§ **Task**
Begin at the line below that contains "Objective — one point on each instance of the roof". Repeat it and all remaining lines of the records exactly.

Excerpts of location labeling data
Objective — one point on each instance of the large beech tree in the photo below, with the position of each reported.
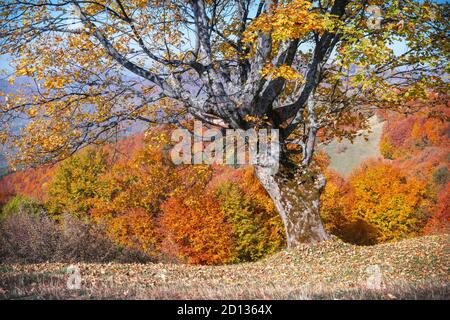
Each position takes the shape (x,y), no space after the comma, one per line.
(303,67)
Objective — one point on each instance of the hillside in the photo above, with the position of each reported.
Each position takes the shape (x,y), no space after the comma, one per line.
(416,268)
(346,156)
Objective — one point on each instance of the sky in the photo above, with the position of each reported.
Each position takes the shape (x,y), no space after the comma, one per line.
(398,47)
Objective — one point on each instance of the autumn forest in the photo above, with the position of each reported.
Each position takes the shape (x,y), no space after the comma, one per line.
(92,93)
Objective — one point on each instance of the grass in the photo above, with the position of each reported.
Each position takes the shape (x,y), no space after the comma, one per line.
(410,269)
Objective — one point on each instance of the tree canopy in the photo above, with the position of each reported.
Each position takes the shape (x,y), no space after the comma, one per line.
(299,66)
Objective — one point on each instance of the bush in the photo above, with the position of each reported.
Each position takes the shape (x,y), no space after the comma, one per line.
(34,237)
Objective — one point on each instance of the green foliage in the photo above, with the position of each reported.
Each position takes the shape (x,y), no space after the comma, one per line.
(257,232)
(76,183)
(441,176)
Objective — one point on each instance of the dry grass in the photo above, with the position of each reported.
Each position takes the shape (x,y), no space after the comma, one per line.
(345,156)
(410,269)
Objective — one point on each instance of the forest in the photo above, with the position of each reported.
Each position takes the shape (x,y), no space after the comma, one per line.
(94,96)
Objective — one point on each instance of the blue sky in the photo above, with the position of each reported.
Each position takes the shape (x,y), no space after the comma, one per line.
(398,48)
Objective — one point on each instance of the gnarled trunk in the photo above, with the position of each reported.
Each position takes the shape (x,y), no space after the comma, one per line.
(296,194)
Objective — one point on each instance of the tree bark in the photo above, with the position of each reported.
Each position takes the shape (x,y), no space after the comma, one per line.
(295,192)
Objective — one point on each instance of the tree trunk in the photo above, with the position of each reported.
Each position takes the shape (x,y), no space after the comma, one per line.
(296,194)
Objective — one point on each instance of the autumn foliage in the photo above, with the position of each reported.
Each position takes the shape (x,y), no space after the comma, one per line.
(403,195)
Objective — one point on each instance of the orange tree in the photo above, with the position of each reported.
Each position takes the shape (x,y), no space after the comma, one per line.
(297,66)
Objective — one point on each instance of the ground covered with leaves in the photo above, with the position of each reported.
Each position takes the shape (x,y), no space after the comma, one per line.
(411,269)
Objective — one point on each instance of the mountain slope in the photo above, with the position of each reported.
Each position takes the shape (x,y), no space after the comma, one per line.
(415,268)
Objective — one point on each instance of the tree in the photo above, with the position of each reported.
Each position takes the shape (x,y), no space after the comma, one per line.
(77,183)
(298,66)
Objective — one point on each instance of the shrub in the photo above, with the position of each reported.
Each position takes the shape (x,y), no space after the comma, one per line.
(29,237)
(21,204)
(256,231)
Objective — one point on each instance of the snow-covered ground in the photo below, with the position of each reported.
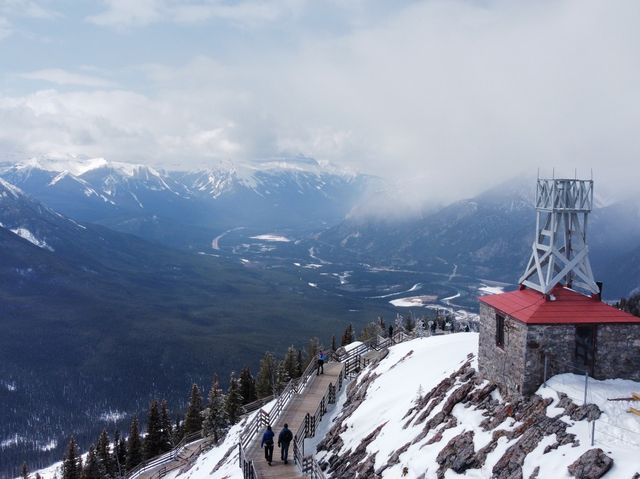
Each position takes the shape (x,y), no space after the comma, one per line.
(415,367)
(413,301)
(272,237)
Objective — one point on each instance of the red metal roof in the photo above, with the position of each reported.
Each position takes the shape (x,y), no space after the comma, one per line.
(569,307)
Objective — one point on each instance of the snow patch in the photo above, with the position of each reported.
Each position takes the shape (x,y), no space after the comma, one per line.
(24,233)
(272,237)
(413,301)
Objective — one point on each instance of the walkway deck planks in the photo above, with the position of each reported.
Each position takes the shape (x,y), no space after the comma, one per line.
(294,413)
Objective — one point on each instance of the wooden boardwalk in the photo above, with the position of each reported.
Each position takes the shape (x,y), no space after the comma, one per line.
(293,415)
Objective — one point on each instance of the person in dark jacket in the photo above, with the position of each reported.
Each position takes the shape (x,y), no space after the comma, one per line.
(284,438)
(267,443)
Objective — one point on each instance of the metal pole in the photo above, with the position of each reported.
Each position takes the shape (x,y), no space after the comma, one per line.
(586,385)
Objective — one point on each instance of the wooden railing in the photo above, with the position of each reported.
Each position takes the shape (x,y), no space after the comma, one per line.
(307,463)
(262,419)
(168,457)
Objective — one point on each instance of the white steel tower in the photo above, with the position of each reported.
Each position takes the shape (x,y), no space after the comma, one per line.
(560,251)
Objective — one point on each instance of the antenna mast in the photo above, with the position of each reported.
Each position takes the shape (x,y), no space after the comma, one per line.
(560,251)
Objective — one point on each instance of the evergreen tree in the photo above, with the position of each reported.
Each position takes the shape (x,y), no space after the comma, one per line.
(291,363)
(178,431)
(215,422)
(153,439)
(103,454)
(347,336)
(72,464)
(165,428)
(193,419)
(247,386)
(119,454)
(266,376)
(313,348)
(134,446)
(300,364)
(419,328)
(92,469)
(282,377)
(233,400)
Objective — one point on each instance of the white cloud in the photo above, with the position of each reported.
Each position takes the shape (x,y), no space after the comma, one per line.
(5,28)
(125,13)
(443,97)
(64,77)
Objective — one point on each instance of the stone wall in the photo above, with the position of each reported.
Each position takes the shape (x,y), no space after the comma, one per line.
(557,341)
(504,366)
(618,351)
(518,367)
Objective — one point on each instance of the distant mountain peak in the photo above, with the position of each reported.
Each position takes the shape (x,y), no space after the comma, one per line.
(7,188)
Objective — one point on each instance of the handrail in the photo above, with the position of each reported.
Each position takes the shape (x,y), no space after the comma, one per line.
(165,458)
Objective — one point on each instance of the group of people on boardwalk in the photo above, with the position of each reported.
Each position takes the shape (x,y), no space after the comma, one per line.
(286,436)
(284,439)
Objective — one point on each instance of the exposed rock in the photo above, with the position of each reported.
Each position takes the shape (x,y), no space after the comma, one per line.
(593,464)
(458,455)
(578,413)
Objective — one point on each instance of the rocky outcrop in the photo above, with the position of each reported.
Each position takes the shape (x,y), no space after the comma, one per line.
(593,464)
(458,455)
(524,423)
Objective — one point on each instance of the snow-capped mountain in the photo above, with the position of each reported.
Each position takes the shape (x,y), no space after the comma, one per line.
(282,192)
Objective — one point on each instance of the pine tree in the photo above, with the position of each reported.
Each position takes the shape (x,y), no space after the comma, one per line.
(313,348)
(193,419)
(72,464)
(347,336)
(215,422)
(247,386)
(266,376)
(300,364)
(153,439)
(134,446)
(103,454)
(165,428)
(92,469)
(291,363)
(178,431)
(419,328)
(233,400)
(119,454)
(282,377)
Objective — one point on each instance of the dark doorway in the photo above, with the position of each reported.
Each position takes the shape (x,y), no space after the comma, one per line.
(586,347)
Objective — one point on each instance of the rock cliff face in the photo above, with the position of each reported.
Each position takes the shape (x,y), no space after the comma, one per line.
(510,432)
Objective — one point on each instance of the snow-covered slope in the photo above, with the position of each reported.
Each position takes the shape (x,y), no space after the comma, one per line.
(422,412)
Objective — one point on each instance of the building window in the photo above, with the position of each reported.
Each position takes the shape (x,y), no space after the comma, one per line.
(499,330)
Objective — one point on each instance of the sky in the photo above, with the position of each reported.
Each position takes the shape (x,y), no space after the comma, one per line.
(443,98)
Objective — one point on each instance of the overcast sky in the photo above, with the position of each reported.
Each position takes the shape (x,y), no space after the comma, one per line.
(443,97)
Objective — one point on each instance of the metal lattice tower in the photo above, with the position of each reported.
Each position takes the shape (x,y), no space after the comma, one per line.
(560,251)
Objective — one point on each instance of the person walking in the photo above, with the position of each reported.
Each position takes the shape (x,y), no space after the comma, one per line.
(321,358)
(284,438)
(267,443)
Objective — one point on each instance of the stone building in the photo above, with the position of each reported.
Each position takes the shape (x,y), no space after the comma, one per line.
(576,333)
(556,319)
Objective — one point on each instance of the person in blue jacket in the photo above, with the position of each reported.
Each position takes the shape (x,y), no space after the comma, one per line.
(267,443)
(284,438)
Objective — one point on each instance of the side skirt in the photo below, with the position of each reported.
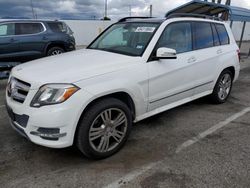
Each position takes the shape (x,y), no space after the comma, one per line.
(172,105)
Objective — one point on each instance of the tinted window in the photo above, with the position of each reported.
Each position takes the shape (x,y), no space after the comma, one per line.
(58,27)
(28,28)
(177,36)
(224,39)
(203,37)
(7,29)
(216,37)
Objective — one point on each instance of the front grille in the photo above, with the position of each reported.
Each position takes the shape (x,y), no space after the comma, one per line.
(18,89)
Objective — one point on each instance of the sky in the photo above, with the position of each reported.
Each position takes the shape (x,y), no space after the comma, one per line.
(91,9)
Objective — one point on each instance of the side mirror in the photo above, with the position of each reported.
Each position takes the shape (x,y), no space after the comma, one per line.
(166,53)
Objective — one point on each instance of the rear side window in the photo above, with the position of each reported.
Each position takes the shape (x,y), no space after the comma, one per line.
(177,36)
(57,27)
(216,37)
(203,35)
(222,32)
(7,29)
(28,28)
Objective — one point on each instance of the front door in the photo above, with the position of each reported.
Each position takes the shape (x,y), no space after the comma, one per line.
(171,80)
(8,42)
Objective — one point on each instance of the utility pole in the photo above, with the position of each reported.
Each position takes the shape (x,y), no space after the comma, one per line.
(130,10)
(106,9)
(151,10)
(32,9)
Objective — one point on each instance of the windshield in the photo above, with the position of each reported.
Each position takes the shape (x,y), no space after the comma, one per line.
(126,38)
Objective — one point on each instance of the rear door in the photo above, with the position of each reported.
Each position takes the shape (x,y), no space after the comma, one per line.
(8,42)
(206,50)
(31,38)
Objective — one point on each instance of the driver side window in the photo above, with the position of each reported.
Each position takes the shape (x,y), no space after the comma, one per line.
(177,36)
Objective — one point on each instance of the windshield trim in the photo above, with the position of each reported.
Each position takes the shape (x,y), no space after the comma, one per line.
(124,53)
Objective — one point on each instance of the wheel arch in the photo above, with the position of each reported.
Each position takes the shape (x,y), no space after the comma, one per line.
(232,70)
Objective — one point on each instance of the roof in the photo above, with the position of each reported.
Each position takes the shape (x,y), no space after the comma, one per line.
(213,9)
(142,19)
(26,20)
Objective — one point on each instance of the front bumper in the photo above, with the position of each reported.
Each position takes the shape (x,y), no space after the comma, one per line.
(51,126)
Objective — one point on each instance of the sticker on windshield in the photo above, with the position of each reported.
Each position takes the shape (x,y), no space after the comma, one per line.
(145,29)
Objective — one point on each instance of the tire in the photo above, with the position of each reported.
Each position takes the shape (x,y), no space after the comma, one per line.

§ **Response for this exercise**
Objective — one point on each instance of the roof in the photo above, with the position of each reported.
Each position takes the shape (x,y), no space after the comma, one per line.
(213,9)
(142,19)
(26,20)
Objective — one point on each instance of the front bumper in the photo above, with the position of each reported.
Each position takes the shape (x,y), no space after the comma, one per line.
(51,126)
Objective — one point on each instance of the sticker on windshield in the photo above, with the position of each reported.
Each position takes the shape (x,y), no space after the comma, one per line.
(145,29)
Objective — one point on each instance of the tire in the photo above, with the position of each reported.
Each position takes the shape (x,y), no space after the comma, one per line.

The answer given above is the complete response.